◆ REQUIRED TASK:
Can you convert the listing below into a two-column CSV headed instruction and coordinates, with one row per instruction and all its points, each value in a single quoted field with line breaks replaced by spaces? Leave the pictures out.

* Begin *

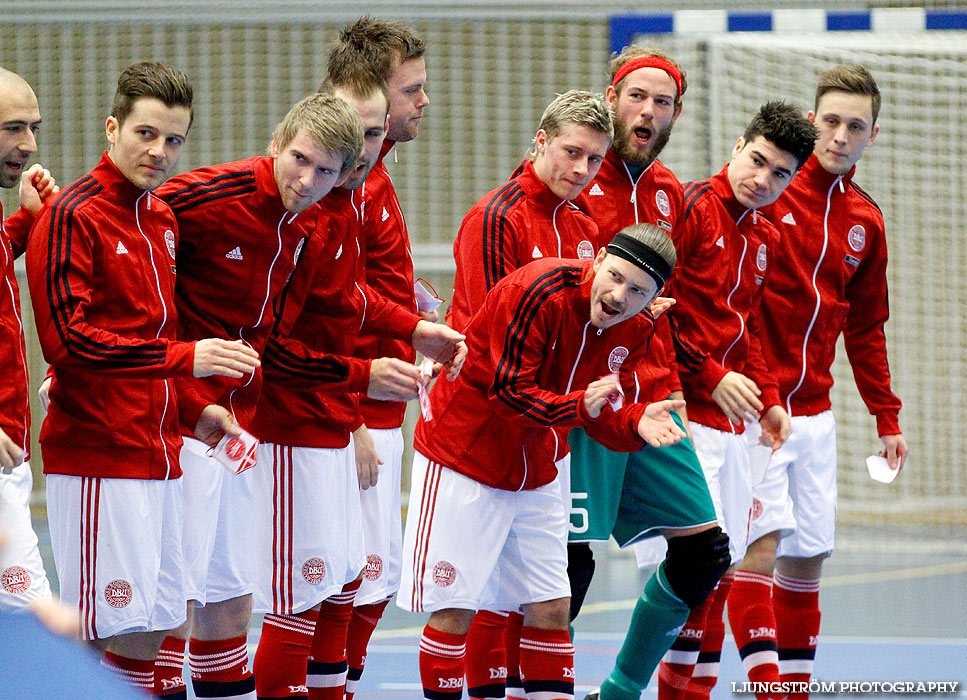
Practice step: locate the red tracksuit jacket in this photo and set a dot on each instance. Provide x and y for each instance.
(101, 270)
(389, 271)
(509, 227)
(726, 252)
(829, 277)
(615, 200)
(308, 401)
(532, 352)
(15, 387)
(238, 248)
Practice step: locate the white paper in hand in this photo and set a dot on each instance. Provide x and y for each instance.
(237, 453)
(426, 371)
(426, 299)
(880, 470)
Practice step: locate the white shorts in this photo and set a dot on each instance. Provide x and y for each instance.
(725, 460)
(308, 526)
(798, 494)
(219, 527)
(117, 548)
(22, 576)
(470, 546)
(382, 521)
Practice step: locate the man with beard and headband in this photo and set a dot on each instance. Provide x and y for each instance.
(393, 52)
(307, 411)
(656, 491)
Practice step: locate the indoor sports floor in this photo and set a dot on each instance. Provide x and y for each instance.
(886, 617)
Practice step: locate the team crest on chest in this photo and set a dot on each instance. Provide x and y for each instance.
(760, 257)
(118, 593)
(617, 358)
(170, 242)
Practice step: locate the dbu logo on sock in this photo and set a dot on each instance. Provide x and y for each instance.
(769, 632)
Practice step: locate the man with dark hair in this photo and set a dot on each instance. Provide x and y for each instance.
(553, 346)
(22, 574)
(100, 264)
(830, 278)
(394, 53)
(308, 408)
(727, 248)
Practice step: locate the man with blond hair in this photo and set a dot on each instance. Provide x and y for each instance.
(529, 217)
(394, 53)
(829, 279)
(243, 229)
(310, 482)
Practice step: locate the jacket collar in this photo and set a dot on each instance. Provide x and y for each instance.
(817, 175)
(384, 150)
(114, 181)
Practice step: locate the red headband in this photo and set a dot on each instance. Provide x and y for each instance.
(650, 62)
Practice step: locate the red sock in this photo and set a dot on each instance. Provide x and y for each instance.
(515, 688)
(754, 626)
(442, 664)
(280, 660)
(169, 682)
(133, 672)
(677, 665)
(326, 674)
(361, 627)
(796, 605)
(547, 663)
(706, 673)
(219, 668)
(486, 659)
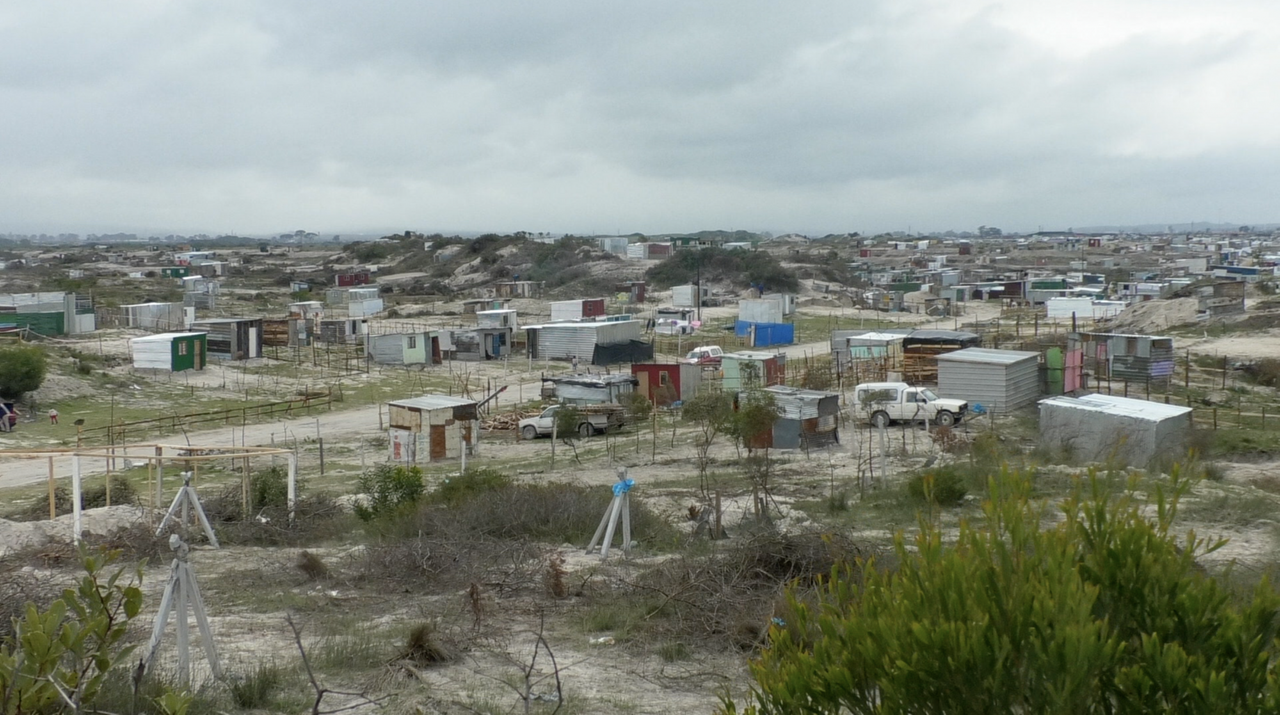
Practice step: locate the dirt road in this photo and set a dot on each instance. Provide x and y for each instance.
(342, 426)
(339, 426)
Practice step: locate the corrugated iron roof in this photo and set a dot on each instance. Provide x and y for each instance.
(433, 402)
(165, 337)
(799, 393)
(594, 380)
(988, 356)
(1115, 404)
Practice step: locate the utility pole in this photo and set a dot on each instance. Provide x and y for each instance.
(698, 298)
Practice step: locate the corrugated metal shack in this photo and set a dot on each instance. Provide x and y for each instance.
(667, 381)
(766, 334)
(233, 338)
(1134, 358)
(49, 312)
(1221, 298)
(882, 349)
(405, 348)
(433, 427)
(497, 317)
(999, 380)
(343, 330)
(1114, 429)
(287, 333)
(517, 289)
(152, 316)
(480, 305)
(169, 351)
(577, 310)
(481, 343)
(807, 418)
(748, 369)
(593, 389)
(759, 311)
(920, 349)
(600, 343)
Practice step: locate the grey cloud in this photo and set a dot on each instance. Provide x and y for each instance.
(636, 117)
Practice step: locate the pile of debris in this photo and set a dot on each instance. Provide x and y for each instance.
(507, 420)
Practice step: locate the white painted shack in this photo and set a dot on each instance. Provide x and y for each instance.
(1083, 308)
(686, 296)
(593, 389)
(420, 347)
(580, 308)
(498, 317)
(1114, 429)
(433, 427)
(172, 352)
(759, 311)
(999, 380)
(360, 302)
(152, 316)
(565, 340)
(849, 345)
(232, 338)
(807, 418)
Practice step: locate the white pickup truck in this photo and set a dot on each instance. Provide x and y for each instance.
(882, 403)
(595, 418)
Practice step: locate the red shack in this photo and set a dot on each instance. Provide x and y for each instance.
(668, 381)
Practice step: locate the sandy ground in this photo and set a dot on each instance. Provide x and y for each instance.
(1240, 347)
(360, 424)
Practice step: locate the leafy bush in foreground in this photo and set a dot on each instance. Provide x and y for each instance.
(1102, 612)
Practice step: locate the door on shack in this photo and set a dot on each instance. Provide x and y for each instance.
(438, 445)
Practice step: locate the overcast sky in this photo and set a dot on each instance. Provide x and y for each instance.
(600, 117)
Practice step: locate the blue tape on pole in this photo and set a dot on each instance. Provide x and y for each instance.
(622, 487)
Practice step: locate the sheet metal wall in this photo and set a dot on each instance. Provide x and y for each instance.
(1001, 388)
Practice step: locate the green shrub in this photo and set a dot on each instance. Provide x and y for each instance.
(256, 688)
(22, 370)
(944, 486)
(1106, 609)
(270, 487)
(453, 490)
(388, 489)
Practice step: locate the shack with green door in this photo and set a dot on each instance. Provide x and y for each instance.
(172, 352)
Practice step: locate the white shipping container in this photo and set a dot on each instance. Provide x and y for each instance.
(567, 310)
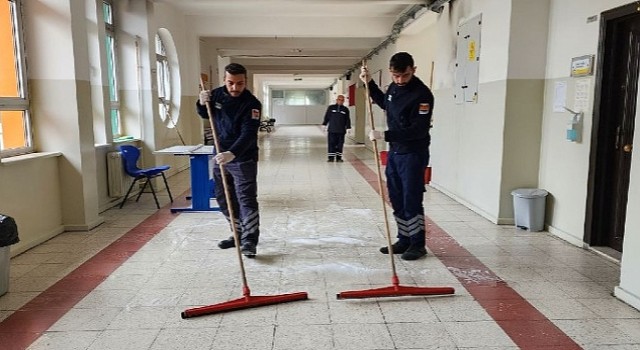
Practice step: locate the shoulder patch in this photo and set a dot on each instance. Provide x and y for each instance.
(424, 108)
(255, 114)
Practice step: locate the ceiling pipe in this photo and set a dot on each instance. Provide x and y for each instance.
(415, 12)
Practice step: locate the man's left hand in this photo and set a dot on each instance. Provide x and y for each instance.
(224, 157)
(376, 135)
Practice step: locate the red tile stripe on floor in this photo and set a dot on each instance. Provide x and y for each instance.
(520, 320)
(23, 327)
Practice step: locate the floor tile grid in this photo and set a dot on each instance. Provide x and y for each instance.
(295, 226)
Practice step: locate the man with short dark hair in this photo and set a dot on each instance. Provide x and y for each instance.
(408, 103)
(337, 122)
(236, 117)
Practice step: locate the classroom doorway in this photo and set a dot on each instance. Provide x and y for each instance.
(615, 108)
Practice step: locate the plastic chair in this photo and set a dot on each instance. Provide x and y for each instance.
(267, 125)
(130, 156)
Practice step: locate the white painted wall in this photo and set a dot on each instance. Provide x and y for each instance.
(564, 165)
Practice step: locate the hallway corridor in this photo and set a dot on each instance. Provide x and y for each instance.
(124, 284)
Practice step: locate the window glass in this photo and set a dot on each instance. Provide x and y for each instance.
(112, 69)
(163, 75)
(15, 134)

* End *

◆ CORRECT RESPONSE:
instruction,coordinates
"Practice step: locate the red tracksuit jacket in this photo and set a dot on each instance. Provide x and y for each instance.","(101, 270) (389, 271) (509, 227) (726, 252) (829, 277) (615, 200) (308, 401) (532, 352) (15, 387) (238, 248)"
"Practice step: locate the white paper in hand in this photo and set a dot on each instance. Provide x and y for each instance.","(237, 453) (426, 371) (426, 299) (880, 470)"
"Practice step: locate the white shorts in this photo and set a dot on each instance. Provide x and y for each instance.","(725, 460) (308, 526) (798, 494) (219, 527) (117, 548) (22, 576) (470, 546) (382, 521)"
"Practice step: locate the man with beard and headband in this photo and set a dot on each instance. Provide x and y for each instance.","(393, 52) (307, 411) (656, 491)"
"Practice step: locate the indoor sports floor in this photo and set a dot on each instance. Provide x and y for each instance.","(886, 617)"
"Practice step: locate the team crest on chest in this photo and set a dot on each instance. Provide x and y for each instance.","(760, 257) (118, 593) (617, 358) (170, 242)"
"Practice step: locate the dbu logo on sock in this photo and set a dot on each instance. Provide x and y for each instance.","(769, 632)"
"Practice step: locate the man with dark hair in this photo and set a dot on each instance. Provide x and y for each instance.","(553, 346) (22, 574) (100, 264) (830, 278) (394, 53) (308, 408) (727, 248)"
"Practice step: locate the man with blond hair in this photo and set a dot on each instance. Provide x and y for each instance.","(529, 217) (394, 53) (829, 279) (243, 229) (310, 482)"
"Practice step: locate the jacket collar in this photo and set a dot on each instance. Provide x and y for each instance.","(817, 175) (384, 150) (114, 181)"
"Practice step: locate the red headband in this photo and set a dot on each instance. Provide x and y for each instance.","(650, 62)"
"Practice step: locate the red sock in this photo and set a dot on each instance. Provide x and y for each instance.","(515, 688) (754, 626) (442, 664) (280, 660) (169, 682) (133, 672) (677, 665) (326, 674) (361, 627) (796, 605) (547, 663) (706, 673) (219, 668) (486, 659)"
"Practice step: locate the dirt road in this photo and set a dot on each instance. Provide x and y for each instance.","(342, 426) (339, 426)"
"Practice step: locate the corrugated iron roof in this photo and set a dot on each instance. Provide x and y for each instance.","(433, 402) (165, 337) (799, 393) (594, 380) (988, 356) (1115, 404)"
"Practice step: locate the utility pole in this photo and set a dot on each instance. Provide x and y for each instance.","(698, 298)"
"Practice step: locate the corrugated metal shack in this photo and set a dot on each instance. Provide x and y for each instance.","(667, 381) (766, 334) (233, 338) (1134, 358) (49, 312) (1221, 298) (882, 349) (405, 348) (433, 427) (497, 317) (999, 380) (343, 330) (1114, 429) (287, 333) (517, 289) (152, 316) (480, 305) (169, 351) (577, 310) (481, 343) (807, 418) (748, 369) (593, 389) (759, 311) (920, 349) (600, 343)"
"Practice step: locate the grey cloud in this photo and set a dot on each instance. Provide x and y for each instance.","(636, 117)"
"Practice step: locate the pile of debris in this photo and set a dot on each instance. Provide x and y for each instance.","(507, 420)"
"Practice step: locate the white painted shack in this photo and set a dot on each instance. Provide x and y for each instance.","(1083, 308) (686, 296) (593, 389) (420, 347) (580, 308) (498, 317) (1114, 429) (433, 427) (172, 352) (759, 311) (999, 380) (360, 302) (152, 316) (565, 340) (849, 345) (232, 338) (807, 418)"
"Practice step: locate the white pickup truck in this photo and set a dot on each instance. Provide x and y for each instance.","(882, 403) (595, 418)"
"Practice step: locate the red shack in this photo and set a dot on each instance. Provide x and y for each instance.","(668, 381)"
"Practice step: locate the sandy ground in this photo and set a dot on each instance. Provide x and y for each instance.","(1240, 347) (360, 424)"
"Practice step: locate the leafy bush in foreground in this photo and set a dot on each instance. Provide x and y for each instance.","(1102, 612)"
"Practice step: locate the door on shack in this photo and set a dot on each instance. Provide x and y for each instance.","(438, 445)"
"Practice step: locate the overcast sky in this photo and set a dot on each instance. Provide x and y for each instance.","(600, 117)"
"Practice step: locate the blue tape on pole in this photo and set a dot on each instance. Provide x and y for each instance.","(622, 487)"
"Practice step: locate the sheet metal wall in this photo and set a dot on each instance. Provide x and y for each instance.","(1001, 388)"
"Practice step: locate the green shrub in this photo and set a dot on each instance. Provide x and y for each instance.","(256, 688) (22, 370) (944, 486) (1106, 609) (270, 487) (453, 490) (388, 489)"
"Practice step: locate the shack with green door in this photo and set a dot on each instance. Provide x and y for each instance.","(172, 352)"
"Practice step: locate the white shipping container in this photo and set a dot on each instance. Provide x and y for each instance.","(567, 310)"
"Practice step: locate the shoulder patch in this photo and set a dot on each instance. Provide x and y for each instance.","(424, 108) (255, 114)"
"Practice step: locate the ceiling pipe in this photo and set a dot on each instance. Provide x and y for each instance.","(415, 12)"
"Practice step: locate the man's left hand in this photo and set a dot on each instance. Provide x and y for each instance.","(224, 157) (376, 135)"
"Practice step: locate the red tile stripe on floor in this photo and set a dot on each instance. Provide x and y for each instance.","(520, 320) (23, 327)"
"Practice step: locate the floor tile grid in this photo and set a dot on each instance. Provide x and y for each instance.","(295, 226)"
"Practice step: locate the man with short dark hair in this photo and set a dot on each instance. Provide x and y for each instance.","(408, 103) (337, 122) (236, 117)"
"Practice step: locate the classroom doorway in this photo and set a dot on each instance. Provide x and y for each instance.","(615, 108)"
"Practice step: locate the plastic chair in this photo and set a dot on each instance. Provide x and y for each instance.","(267, 125) (130, 156)"
"Practice step: locate the white painted wall in this photo and set a dot on each instance. Provide x and y for each instance.","(564, 165)"
"Practice step: locate the hallway corridor in this photo and set a dot on each instance. Provide x and y for each instance.","(124, 284)"
"Practice step: locate the window glass in this photo and set a dot on each instance. Provide x and y for each instance.","(112, 69) (163, 75) (15, 134)"